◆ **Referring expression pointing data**
■ ■ ■ ■ ■

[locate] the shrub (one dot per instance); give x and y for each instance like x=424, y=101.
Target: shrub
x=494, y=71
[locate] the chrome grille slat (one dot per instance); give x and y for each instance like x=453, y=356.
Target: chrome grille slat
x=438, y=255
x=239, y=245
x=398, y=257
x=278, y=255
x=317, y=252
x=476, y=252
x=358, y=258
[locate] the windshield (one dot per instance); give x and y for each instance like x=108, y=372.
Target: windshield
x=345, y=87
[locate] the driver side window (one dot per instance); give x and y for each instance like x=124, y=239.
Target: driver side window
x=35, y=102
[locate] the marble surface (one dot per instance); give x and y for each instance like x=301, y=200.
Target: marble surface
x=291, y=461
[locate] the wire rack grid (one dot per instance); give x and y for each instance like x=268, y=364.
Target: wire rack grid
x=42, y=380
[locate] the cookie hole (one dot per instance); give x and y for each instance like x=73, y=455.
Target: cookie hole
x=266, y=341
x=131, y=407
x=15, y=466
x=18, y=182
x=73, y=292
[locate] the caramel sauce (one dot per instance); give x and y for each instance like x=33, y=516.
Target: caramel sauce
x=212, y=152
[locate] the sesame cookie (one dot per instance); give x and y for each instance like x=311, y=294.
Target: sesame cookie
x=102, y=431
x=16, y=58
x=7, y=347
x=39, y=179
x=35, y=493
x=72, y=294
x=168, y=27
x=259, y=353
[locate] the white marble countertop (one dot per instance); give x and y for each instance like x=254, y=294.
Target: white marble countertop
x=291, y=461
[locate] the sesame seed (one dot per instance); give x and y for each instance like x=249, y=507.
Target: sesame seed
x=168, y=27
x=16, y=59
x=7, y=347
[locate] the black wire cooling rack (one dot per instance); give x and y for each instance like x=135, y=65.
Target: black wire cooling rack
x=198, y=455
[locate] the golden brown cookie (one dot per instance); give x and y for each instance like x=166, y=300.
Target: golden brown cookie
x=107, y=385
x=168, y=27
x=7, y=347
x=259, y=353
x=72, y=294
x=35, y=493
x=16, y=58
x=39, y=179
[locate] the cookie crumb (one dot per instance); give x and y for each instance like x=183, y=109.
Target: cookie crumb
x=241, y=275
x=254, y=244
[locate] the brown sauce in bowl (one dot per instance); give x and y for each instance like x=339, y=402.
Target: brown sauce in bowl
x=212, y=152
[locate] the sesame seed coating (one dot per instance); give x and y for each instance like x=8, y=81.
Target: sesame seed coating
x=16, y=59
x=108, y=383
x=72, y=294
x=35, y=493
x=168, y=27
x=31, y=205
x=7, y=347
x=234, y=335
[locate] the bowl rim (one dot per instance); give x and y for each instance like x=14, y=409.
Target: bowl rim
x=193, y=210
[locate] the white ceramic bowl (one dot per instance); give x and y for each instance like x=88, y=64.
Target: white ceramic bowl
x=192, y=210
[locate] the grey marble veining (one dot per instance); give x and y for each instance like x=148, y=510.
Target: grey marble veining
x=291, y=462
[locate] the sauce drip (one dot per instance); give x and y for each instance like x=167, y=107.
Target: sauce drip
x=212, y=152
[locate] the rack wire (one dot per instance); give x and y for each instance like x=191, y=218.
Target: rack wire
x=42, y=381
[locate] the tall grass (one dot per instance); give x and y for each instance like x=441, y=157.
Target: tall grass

■ ■ ■ ■ ■

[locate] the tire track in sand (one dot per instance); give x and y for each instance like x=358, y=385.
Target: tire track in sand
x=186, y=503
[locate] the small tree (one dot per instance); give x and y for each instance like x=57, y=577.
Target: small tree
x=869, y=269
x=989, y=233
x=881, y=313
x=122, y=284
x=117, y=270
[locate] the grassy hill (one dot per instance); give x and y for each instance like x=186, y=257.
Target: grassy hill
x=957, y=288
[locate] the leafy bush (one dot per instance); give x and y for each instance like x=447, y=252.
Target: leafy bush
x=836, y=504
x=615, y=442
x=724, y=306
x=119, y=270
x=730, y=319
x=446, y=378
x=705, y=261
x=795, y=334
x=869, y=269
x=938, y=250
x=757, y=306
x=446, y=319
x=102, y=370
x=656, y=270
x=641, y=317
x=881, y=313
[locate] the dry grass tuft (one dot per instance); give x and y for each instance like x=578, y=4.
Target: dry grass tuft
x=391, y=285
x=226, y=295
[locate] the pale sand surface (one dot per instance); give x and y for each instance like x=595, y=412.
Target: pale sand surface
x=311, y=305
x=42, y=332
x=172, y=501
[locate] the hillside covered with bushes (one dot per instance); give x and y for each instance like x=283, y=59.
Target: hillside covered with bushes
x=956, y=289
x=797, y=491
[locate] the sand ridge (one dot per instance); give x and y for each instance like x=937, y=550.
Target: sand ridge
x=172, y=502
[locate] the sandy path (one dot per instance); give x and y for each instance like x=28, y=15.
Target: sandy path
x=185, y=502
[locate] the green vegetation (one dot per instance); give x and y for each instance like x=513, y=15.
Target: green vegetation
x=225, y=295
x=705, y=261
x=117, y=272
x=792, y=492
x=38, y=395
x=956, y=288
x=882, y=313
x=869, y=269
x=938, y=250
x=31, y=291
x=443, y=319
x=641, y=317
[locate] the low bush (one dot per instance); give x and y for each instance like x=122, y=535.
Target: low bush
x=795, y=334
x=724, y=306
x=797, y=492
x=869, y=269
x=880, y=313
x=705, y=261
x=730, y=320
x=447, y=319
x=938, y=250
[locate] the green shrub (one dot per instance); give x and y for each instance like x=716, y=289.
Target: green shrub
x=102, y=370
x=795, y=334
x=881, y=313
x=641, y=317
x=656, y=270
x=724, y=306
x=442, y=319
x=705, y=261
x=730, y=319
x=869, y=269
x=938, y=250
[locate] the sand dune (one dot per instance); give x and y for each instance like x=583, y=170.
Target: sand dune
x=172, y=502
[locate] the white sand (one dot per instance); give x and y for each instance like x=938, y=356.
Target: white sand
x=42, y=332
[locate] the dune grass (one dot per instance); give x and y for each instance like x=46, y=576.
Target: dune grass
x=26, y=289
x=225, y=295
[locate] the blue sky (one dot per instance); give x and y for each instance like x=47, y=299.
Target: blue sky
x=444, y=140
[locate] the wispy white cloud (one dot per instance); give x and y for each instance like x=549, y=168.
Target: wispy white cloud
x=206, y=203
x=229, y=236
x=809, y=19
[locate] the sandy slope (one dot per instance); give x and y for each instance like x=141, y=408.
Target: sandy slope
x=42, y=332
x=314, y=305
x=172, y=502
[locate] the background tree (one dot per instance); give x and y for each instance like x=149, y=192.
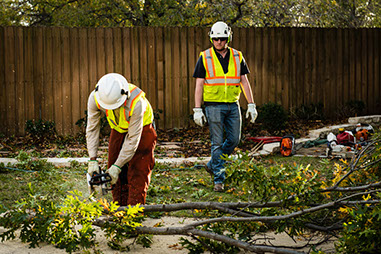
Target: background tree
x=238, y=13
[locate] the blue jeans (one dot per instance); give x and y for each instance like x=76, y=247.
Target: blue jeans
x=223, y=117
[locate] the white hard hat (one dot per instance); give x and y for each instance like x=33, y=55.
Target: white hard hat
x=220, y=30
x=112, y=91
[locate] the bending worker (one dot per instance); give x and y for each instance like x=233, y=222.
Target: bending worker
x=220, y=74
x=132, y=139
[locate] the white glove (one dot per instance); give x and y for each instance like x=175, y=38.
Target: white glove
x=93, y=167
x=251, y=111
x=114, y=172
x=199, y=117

■ ■ ■ ■ ■

◆ **Work to complete**
Where a line of the data holds "tall", show that line.

◆ **Task response**
[locate] the tall grass (one dot per instance); give x and y for each instance like x=441, y=157.
Target: tall grass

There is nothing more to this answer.